[Aim]: Can you transcribe every line exactly and leave the pictures behind?

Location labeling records
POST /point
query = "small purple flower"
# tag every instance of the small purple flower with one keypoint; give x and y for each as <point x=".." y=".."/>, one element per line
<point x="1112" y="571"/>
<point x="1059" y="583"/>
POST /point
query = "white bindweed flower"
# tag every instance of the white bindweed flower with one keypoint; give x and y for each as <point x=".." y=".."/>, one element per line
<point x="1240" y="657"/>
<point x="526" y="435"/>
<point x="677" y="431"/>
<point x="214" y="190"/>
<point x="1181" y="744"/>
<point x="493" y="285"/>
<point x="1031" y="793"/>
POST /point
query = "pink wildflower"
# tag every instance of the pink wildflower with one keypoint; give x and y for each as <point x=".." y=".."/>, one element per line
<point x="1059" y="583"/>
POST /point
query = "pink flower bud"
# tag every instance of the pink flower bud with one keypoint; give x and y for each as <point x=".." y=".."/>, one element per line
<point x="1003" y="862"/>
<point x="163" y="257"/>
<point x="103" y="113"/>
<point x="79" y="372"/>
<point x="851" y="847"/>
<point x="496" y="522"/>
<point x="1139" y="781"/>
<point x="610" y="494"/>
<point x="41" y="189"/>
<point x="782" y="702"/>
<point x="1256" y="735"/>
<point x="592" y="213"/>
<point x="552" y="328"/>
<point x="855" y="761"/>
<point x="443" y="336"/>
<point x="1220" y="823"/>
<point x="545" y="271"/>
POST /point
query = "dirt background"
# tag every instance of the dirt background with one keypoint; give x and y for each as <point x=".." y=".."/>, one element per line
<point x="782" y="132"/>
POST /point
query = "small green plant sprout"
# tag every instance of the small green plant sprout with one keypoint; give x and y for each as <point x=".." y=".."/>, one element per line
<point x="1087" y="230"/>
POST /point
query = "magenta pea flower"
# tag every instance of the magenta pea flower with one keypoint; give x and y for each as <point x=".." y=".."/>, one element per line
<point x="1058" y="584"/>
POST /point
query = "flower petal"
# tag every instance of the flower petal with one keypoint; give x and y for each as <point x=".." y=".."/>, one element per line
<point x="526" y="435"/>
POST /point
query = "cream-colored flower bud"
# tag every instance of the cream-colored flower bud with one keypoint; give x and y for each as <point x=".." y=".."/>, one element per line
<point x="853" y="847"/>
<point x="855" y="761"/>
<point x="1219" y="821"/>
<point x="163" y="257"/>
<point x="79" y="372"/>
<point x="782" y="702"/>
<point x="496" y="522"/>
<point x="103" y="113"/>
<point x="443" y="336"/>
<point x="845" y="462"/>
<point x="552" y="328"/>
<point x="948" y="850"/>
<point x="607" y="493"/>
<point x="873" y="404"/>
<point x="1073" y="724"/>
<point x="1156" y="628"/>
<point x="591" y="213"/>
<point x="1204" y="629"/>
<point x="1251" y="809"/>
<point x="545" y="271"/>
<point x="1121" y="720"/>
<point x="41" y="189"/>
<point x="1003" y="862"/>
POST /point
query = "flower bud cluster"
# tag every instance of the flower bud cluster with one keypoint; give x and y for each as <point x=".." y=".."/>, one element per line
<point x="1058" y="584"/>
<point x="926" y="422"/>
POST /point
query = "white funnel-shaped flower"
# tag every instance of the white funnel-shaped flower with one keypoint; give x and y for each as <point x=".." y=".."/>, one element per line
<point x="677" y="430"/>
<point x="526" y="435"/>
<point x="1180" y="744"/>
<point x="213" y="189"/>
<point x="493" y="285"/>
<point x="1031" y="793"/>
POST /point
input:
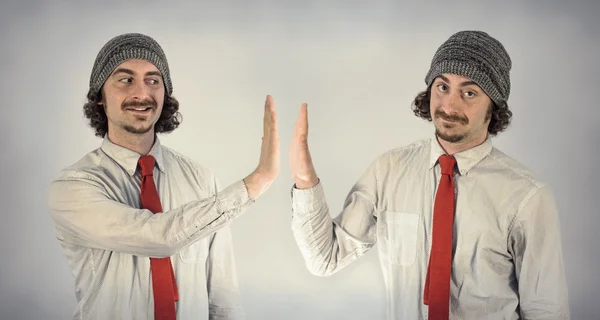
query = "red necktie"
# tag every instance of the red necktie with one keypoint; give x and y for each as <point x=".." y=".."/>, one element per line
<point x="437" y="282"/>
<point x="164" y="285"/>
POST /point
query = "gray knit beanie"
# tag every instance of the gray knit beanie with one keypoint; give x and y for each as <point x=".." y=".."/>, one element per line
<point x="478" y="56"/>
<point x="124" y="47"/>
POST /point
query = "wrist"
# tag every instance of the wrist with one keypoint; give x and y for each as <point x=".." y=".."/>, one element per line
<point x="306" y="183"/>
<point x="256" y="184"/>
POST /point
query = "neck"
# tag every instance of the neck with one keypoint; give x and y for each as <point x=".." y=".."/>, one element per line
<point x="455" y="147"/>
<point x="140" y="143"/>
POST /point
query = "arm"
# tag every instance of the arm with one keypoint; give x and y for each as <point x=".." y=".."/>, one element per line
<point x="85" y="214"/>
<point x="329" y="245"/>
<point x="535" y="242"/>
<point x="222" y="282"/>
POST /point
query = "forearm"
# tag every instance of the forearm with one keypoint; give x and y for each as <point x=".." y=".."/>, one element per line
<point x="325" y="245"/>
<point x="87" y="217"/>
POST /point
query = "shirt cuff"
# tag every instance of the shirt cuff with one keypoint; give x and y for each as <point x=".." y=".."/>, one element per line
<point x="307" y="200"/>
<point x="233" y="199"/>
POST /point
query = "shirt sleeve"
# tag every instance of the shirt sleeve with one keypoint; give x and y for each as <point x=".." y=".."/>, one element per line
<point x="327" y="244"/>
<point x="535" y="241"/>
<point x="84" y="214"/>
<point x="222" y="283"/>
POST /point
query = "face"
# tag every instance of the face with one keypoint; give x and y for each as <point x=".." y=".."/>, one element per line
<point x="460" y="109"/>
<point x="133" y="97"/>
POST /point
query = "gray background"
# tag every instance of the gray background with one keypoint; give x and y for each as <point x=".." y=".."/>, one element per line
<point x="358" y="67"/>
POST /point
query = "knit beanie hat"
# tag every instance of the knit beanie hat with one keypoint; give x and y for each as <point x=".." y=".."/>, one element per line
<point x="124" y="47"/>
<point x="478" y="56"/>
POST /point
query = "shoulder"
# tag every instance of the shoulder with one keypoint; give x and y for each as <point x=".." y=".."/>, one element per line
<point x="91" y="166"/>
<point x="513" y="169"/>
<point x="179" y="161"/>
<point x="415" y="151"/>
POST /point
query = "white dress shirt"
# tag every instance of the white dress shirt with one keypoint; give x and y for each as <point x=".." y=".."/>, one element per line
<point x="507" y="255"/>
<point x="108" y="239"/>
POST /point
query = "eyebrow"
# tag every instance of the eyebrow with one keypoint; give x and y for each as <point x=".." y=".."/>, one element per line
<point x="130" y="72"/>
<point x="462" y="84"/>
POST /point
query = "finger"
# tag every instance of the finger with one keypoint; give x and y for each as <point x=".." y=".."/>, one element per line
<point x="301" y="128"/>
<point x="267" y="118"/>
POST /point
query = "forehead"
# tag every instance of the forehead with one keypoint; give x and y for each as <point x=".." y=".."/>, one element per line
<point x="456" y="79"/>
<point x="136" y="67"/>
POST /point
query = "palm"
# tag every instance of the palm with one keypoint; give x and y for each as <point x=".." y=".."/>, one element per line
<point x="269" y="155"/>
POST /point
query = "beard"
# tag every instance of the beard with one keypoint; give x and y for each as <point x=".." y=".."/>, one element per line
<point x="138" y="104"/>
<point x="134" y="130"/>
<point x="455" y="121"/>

[Exercise result]:
POST /point
query = "small purple flower"
# tag every instance of the small purple flower with one keypoint; give x and y for each as <point x=".." y=".."/>, one element per line
<point x="1112" y="571"/>
<point x="1059" y="583"/>
POST /point
query = "white bindweed flower"
# tag every instance of the white bindweed flower with one keypoint; give x and y for each as <point x=".." y=".."/>, one element per line
<point x="1240" y="657"/>
<point x="526" y="435"/>
<point x="677" y="431"/>
<point x="214" y="190"/>
<point x="1181" y="744"/>
<point x="493" y="285"/>
<point x="1031" y="793"/>
POST /point
query = "pink wildflower"
# tag every instance of the pink wildflower with one keypoint; give x and y for each as <point x=".." y=".."/>, one element per line
<point x="1059" y="583"/>
POST /point
query = "pink flower bud"
# tag every instance of the pink flower bud with one keypoint; give x and y for each as <point x=".." y=".."/>, one element per line
<point x="1003" y="862"/>
<point x="163" y="257"/>
<point x="103" y="113"/>
<point x="79" y="372"/>
<point x="851" y="847"/>
<point x="496" y="522"/>
<point x="1139" y="781"/>
<point x="610" y="494"/>
<point x="41" y="189"/>
<point x="782" y="702"/>
<point x="1256" y="735"/>
<point x="592" y="213"/>
<point x="552" y="328"/>
<point x="855" y="761"/>
<point x="443" y="336"/>
<point x="1220" y="823"/>
<point x="545" y="271"/>
POST /point
query = "dirt background"
# tag every instance of the dirt background with one keypoint; give x and y for each as <point x=".." y=".."/>, one element per line
<point x="782" y="132"/>
POST /point
query = "small green plant sprout"
# tag every instance of the small green plant sprout with one keypoint; give x and y for each as <point x=".." y=".."/>, one element per line
<point x="1087" y="230"/>
POST /point
query = "magenta pea flower"
# tag every instance of the magenta pea flower with one keypoint; give x and y for each as <point x=".." y=".."/>, one element per line
<point x="1058" y="584"/>
POST /point
query = "flower petal"
# tag every instance of the flower petal with one keypoint; give x and y for each as <point x=".." y=".."/>, one element per line
<point x="526" y="435"/>
POST /point
query = "cream-colored flower bud"
# tag every instance of the cream-colored flower bud with one keypoint; give x and y for each as <point x=".." y=".."/>, one element per line
<point x="853" y="847"/>
<point x="855" y="761"/>
<point x="1219" y="821"/>
<point x="163" y="257"/>
<point x="79" y="372"/>
<point x="782" y="702"/>
<point x="496" y="522"/>
<point x="103" y="113"/>
<point x="443" y="336"/>
<point x="845" y="462"/>
<point x="552" y="328"/>
<point x="948" y="850"/>
<point x="607" y="493"/>
<point x="873" y="404"/>
<point x="1073" y="724"/>
<point x="1156" y="628"/>
<point x="591" y="213"/>
<point x="1204" y="629"/>
<point x="1251" y="809"/>
<point x="545" y="271"/>
<point x="1121" y="720"/>
<point x="41" y="189"/>
<point x="1003" y="862"/>
POST /point
query = "flower bud cluster"
# tag every instance of the flower bud cluster with one keypoint; give x and y for each as <point x=".." y=".."/>, one element per line
<point x="1058" y="584"/>
<point x="926" y="422"/>
POST /point
query = "white funnel-shaped flower"
# tag every instance of the white funnel-shaped flower with one keypoint; give x and y for each as <point x=".." y=".."/>, one element per line
<point x="677" y="430"/>
<point x="526" y="435"/>
<point x="1180" y="744"/>
<point x="213" y="189"/>
<point x="493" y="285"/>
<point x="1031" y="793"/>
POST /point
input:
query = "red necktie"
# tag every instance of the red necktie with one keypoint; give x and y for each as <point x=".." y=".."/>, one element per line
<point x="437" y="282"/>
<point x="164" y="285"/>
POST /point
query = "gray knit beanie"
# tag every instance of the gray knit beanie with one keypoint; give x and y for each as <point x=".." y=".."/>, one element per line
<point x="478" y="56"/>
<point x="124" y="47"/>
POST /point
query = "wrist"
# tag every instance of the wrist with one keypoint; give x and y for each as <point x=".." y=".."/>, one element per line
<point x="306" y="183"/>
<point x="256" y="184"/>
POST /point
query = "neck"
# tag every instance of the neck with one keypoint; give x and y for each as <point x=".." y=".."/>, one element per line
<point x="455" y="147"/>
<point x="140" y="143"/>
POST /point
query = "arm"
# tag every instance of the arm with one keypoint; give x and y for each as <point x=".." y=".."/>, one element per line
<point x="85" y="214"/>
<point x="329" y="245"/>
<point x="535" y="242"/>
<point x="222" y="282"/>
POST /point
query = "forearm"
# tag every instance of the forearm with one keypoint; give x and y for each as <point x=".." y=".."/>, one element per line
<point x="325" y="245"/>
<point x="87" y="217"/>
POST /point
query = "shirt cuff"
# tag every instance of the shirt cuff with one keypoint; give x and y for each as <point x=".." y=".."/>, one element per line
<point x="307" y="200"/>
<point x="233" y="199"/>
POST /point
query = "shirt sleeve"
# tag every instance of the shirt sleeve with one keypoint; give x and y for each as <point x=".." y=".."/>, one element per line
<point x="327" y="244"/>
<point x="535" y="241"/>
<point x="84" y="214"/>
<point x="222" y="283"/>
POST /point
query = "face"
# tag every instance of the face with one keypoint; give x and y for each as <point x=".." y=".."/>, one element per line
<point x="460" y="109"/>
<point x="133" y="97"/>
POST /point
query = "gray background"
# tag every instance of the gray background with one keypoint; give x and y for each as <point x=".." y=".."/>, one element per line
<point x="358" y="67"/>
POST /point
query = "knit beanie hat"
# tag every instance of the knit beanie hat with one keypoint; give x and y for each as <point x=".." y=".."/>, one element per line
<point x="124" y="47"/>
<point x="478" y="56"/>
POST /point
query = "shoulder"
# tag every instance of the shoulder with one keypoint; give x and y for each as <point x=".." y=".."/>, one element per line
<point x="91" y="166"/>
<point x="513" y="169"/>
<point x="179" y="161"/>
<point x="415" y="151"/>
POST /point
query = "white dress shirt"
# tag every instance of the white dress shirt with one keypoint; give x and y for each as <point x=".." y=".."/>, one element per line
<point x="507" y="255"/>
<point x="108" y="239"/>
POST /point
query = "eyebrow"
# tag every instance of the eyebrow with one keypoint; give x and y for each as <point x=".." y=".."/>, one element per line
<point x="130" y="72"/>
<point x="462" y="84"/>
POST /point
query = "finger"
# tag every instance of the finger with one keypoint; give x and y for each as <point x=".." y=".."/>, one element per line
<point x="301" y="128"/>
<point x="267" y="118"/>
POST /point
query = "forehead"
# tag every instance of the forehead with one keypoint; give x and y for each as <point x=".." y=".."/>, one element per line
<point x="456" y="79"/>
<point x="136" y="67"/>
POST /point
query = "palm"
# tag every instance of the palm with one keypoint; give x and y for each as <point x=".." y=".."/>, one element per line
<point x="269" y="155"/>
POST /point
query = "beard"
# tag every instance of the beard with one keypoint; give x and y for each as <point x=".." y=".."/>, one element per line
<point x="138" y="104"/>
<point x="134" y="130"/>
<point x="455" y="121"/>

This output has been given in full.